Listed records:
◇ ◇ ◇ ◇ ◇ ◇ ◇
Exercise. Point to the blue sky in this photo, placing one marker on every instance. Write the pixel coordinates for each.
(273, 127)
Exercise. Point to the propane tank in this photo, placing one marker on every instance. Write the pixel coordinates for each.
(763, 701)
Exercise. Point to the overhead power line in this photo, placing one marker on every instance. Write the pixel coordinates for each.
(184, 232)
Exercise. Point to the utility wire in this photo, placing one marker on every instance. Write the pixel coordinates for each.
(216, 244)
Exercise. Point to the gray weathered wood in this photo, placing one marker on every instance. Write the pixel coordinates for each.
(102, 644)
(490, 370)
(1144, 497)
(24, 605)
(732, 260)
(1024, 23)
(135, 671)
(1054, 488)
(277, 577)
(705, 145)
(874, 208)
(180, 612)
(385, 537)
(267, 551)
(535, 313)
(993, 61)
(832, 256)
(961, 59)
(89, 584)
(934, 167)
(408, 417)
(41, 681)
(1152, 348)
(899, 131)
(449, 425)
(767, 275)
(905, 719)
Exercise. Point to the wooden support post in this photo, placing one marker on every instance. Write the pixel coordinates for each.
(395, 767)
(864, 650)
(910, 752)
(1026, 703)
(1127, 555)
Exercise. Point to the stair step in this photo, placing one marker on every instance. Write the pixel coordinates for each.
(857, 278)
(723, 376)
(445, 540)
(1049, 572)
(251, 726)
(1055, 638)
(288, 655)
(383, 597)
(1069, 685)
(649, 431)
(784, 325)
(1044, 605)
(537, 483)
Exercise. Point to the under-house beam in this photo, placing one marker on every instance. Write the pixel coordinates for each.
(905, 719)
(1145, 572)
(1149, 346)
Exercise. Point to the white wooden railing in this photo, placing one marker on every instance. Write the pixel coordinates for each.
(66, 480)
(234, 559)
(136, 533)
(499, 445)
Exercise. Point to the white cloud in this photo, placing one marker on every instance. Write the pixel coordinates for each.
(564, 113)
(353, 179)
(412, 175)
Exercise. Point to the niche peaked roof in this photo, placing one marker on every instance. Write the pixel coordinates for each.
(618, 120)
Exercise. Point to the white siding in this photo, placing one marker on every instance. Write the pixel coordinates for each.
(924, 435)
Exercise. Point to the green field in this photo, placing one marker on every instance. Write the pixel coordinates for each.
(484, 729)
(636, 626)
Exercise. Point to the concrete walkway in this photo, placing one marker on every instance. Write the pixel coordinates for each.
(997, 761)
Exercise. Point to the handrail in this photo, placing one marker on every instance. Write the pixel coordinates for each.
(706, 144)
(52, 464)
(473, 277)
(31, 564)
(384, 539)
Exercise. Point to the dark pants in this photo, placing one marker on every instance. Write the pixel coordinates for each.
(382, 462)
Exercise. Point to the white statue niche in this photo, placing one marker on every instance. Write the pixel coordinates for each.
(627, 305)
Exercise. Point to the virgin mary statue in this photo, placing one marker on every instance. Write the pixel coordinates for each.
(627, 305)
◇ ◇ ◇ ◇ ◇ ◇ ◇
Short problem:
All of the data shown above must be copied exactly.

The output:
Exercise. Point to the blue sky in this photo, placing one marker on every instance. Write the pixel coordinates for each.
(273, 127)
Exercise. Point to the propane tank in this photo, placing one marker on every instance. Write the pixel coordinates for each.
(763, 701)
Exercise. Point to the overhead power line in this photo, placing one marker on every instance. Write the pixel coordinates for each.
(184, 232)
Exercise. Point to the utility wire in this photo, placing one marker on every instance. Write the pixel coordinates for each.
(216, 244)
Exercise. Point to the gray weathered wood in this photo, placing one marker on every instance. Write the pixel coordinates for each.
(102, 644)
(490, 370)
(1144, 497)
(24, 605)
(732, 260)
(1024, 23)
(135, 671)
(1054, 488)
(277, 577)
(705, 145)
(874, 208)
(180, 612)
(385, 537)
(267, 551)
(535, 313)
(993, 61)
(832, 256)
(961, 59)
(89, 584)
(934, 167)
(408, 417)
(41, 681)
(1152, 348)
(899, 131)
(449, 425)
(767, 275)
(905, 719)
Exercise. Point to the wooden support post in this photo, placing one marker on every instance. Write the pixel coordinates for each.
(395, 767)
(864, 650)
(910, 752)
(1026, 703)
(1127, 555)
Exercise. Point to the stair step in this photo, placing one marker on every instance. Write the pixel coordinates for each.
(857, 278)
(723, 376)
(445, 540)
(1049, 572)
(251, 726)
(1055, 638)
(288, 655)
(383, 597)
(1069, 685)
(649, 431)
(784, 325)
(1044, 605)
(537, 483)
Exercise. Point to the under-house beam in this photo, placing one marker on every instance. Write the pixel coordinates for each.
(905, 719)
(1145, 572)
(1149, 346)
Exercise. Point to the white wooden railing in this photo, placing one marker on every instance. Write the pixel coordinates for each.
(66, 480)
(234, 559)
(136, 533)
(499, 445)
Exercise. Point to the white cloud in this photo, placing one marker on every instance. Write the pixel coordinates for each.
(564, 113)
(353, 179)
(412, 175)
Exercise. Point to the niche peaked roof in this photo, placing one marker on every instance. Write the pixel coordinates for each.
(618, 120)
Exercise. Point to the white siding in this photo, placing one marker on every instance. Write the pixel coordinates for each.
(924, 435)
Exercise. Point to the green field in this photo, placing one marker on every instance. Write the pixel coordinates for each.
(484, 729)
(636, 626)
Exercise. Point to the concrete walkway in this photo, placing one marker on every instance. Write the pixel coordinates for each.
(997, 761)
Exercise. Point to the handrail in this photo, placing one marker on every instance. Write the pixel coordinates for each.
(706, 144)
(52, 464)
(473, 277)
(31, 564)
(384, 539)
Exercise. Point to the dark pants in this photo, placing one marker on every instance. Write the pixel coordinates for each.
(382, 462)
Exercise. Point to the white statue niche in this photo, placing one marker on every instance. Write the pixel coordinates for each.
(627, 305)
Exercise. Point to the virgin mary statue in this photo, placing one marker on every instance. Write the pixel coordinates for each.
(627, 305)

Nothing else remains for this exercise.